● **Arbeitsanweisungen**
A – Fasse den Absatz des Textes über den heiligen Wendelin, der mit „Der Mann war Ire“ beginnt, als knappe Stichpunktliste zusammen und behalte dabei seine wesentlichen Fakten bei.
B – Gib aus dem Text über den heiligen Wendelin den Abschnitt von „Der Mann war“ bis „Gemeinschaft der Kirche.“ wortgetreu zurück.

----- Vorliegender Text -----

Aber es ist gut, den ersten Regungen zu widerstehen. Das, was man nicht mag, das Fremde oder das Fade, genau das hat etwas zu bieten. Und so wird der hl. Wendelin doch gefeiert. Dazu muss man ihn aber kennen lernen. Und siehe da: Keine Spur von einer lebenden Gipsfigur.

Der Mann war Ire. Geboren Mitte des 6. Jahrhunderts. Sohn eines der Clan-Führer oder Gau-Könige. Hoch gewachsen war er. Irland, das war damals die Insel der Seligen. Verschont geblieben von den Krisen des Kontinents, war Irland das Bildungszentrum Europas. An die 3000 Klöster. Kloster, das bedeutete Bildung. In irischen Klöstern wurde Wissen gehütet und weitergeben; altes keltisches Wissen und das, was das Christentum von den Juden und Griechen mitgebracht hatte. Wendelin sei allen anderen an Gelehrsamkeit überlegen gewesen, heißt es. Die Klöster waren, sagt Kardinal Newman, „Speicher der Vergangenheit und Geburtsstätten der Zukunft“. Eine schöne Devise für jede Gemeinschaft der Kirche.

----- Ausgangsdaten -----

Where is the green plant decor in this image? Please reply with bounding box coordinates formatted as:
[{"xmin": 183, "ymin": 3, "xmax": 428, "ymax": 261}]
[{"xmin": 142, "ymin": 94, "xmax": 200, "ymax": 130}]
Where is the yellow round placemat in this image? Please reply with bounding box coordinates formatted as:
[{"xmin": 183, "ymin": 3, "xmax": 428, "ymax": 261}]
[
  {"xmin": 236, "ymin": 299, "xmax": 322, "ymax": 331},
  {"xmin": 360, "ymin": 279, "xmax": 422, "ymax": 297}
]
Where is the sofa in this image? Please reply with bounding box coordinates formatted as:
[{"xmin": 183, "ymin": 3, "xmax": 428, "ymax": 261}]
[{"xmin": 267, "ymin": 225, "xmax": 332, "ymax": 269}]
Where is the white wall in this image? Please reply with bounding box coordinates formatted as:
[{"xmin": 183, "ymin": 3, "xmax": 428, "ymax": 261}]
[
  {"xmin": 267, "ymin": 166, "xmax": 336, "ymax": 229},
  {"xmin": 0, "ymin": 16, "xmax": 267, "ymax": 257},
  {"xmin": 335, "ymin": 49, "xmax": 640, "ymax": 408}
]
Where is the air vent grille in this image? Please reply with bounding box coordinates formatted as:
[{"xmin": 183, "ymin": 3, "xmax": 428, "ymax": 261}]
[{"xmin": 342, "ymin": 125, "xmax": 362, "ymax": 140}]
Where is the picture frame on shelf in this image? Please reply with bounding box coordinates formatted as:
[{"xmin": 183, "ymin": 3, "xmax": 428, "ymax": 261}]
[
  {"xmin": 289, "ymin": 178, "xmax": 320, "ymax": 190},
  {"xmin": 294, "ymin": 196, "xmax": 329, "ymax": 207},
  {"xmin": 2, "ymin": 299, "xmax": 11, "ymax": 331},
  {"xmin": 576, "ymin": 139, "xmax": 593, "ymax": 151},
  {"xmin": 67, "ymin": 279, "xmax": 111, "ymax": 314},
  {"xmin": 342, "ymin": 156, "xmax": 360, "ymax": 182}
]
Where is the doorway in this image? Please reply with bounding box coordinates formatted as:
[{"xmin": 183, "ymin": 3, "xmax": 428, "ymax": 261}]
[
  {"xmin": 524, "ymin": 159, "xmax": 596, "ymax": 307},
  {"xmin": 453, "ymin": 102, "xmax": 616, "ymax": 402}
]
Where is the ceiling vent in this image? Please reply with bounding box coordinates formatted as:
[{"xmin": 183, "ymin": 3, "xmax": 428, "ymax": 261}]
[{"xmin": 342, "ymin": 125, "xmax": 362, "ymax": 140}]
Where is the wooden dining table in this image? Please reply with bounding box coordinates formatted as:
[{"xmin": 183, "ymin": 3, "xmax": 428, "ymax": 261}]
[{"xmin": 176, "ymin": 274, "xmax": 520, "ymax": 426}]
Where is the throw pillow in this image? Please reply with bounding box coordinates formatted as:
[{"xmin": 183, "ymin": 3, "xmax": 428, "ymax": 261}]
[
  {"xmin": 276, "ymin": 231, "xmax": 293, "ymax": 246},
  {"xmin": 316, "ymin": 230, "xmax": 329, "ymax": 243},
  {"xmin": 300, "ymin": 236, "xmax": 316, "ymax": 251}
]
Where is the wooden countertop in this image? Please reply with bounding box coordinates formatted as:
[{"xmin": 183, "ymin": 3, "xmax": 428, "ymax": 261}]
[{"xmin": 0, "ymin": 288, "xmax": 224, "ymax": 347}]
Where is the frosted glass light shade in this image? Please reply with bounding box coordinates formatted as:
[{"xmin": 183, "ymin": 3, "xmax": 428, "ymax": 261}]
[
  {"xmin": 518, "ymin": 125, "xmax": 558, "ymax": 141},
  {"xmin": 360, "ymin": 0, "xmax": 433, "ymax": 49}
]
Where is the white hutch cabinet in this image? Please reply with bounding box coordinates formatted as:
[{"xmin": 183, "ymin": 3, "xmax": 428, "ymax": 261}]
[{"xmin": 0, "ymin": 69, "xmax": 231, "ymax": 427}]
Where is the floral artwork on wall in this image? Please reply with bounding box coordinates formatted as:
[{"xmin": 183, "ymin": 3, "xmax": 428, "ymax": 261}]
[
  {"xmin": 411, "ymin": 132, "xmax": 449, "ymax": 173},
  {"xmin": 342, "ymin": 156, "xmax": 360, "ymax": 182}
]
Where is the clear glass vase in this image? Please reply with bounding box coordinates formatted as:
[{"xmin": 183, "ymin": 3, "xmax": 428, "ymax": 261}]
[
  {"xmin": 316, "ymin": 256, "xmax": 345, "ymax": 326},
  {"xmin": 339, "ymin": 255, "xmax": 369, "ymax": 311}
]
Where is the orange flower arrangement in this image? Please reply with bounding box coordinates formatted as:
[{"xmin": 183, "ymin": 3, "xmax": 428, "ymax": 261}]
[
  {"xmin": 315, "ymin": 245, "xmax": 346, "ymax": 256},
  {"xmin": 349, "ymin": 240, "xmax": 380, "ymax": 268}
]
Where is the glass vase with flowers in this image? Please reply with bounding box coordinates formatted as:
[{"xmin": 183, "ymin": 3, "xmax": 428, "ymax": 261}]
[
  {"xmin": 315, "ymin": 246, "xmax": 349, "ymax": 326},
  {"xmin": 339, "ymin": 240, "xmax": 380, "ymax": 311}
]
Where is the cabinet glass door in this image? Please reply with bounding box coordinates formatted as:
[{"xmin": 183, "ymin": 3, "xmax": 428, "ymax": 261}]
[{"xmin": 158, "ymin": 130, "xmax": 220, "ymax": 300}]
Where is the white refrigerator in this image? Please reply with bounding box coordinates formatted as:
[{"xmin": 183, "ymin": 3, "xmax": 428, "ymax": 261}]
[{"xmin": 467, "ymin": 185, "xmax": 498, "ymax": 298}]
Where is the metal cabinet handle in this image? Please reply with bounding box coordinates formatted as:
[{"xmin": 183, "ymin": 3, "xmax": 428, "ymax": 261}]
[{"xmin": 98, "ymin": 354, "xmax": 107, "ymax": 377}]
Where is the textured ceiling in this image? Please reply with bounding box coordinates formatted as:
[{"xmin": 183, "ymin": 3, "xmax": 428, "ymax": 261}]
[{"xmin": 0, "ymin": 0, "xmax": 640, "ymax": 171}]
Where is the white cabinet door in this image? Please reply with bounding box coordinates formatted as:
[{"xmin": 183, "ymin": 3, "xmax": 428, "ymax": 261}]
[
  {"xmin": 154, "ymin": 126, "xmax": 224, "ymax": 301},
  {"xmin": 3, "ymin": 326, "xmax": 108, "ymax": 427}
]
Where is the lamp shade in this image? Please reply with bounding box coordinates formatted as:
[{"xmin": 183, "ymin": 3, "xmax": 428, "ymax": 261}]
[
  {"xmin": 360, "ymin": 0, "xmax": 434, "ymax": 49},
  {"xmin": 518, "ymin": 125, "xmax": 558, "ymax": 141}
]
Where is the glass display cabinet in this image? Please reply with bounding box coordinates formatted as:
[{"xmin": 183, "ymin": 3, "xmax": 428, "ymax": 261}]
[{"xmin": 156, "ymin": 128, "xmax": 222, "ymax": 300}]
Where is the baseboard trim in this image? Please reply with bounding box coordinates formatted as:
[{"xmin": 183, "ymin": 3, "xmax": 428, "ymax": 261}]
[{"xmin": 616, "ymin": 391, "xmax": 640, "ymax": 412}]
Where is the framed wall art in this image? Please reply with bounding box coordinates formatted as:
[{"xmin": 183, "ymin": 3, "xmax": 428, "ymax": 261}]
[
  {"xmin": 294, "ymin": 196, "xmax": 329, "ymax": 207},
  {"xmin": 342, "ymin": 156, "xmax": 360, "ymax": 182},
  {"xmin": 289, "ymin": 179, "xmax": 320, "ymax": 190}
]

-----

● **Lösungen je Aufgabe**
A –
- Wendelin war Ire, geboren Mitte des 6. Jahrhunderts, Sohn eines Clan-Führers oder Gau-Königs, hoch gewachsen.
- Irland war damals von den Krisen des Kontinents verschont und das Bildungszentrum Europas, mit an die 3000 Klöstern.
- In den irischen Klöstern wurde altes keltisches Wissen gehütet und weitergegeben, ebenso das, was das Christentum von den Juden und Griechen mitgebracht hatte.
- Wendelin soll allen anderen an Gelehrsamkeit überlegen gewesen sein.
- Kardinal Newman nannte die Klöster „Speicher der Vergangenheit und Geburtsstätten der Zukunft“. Der Text bezeichnet dies als schöne Devise für jede Gemeinschaft der Kirche.

B –
Der Mann war Ire. Geboren Mitte des 6. Jahrhunderts. Sohn eines der Clan-Führer oder Gau-Könige. Hoch gewachsen war er. Irland, das war damals die Insel der Seligen. Verschont geblieben von den Krisen des Kontinents, war Irland das Bildungszentrum Europas. An die 3000 Klöster. Kloster, das bedeutete Bildung. In irischen Klöstern wurde Wissen gehütet und weitergeben; altes keltisches Wissen und das, was das Christentum von den Juden und Griechen mitgebracht hatte. Wendelin sei allen anderen an Gelehrsamkeit überlegen gewesen, heißt es. Die Klöster waren, sagt Kardinal Newman, „Speicher der Vergangenheit und Geburtsstätten der Zukunft“. Eine schöne Devise für jede Gemeinschaft der Kirche.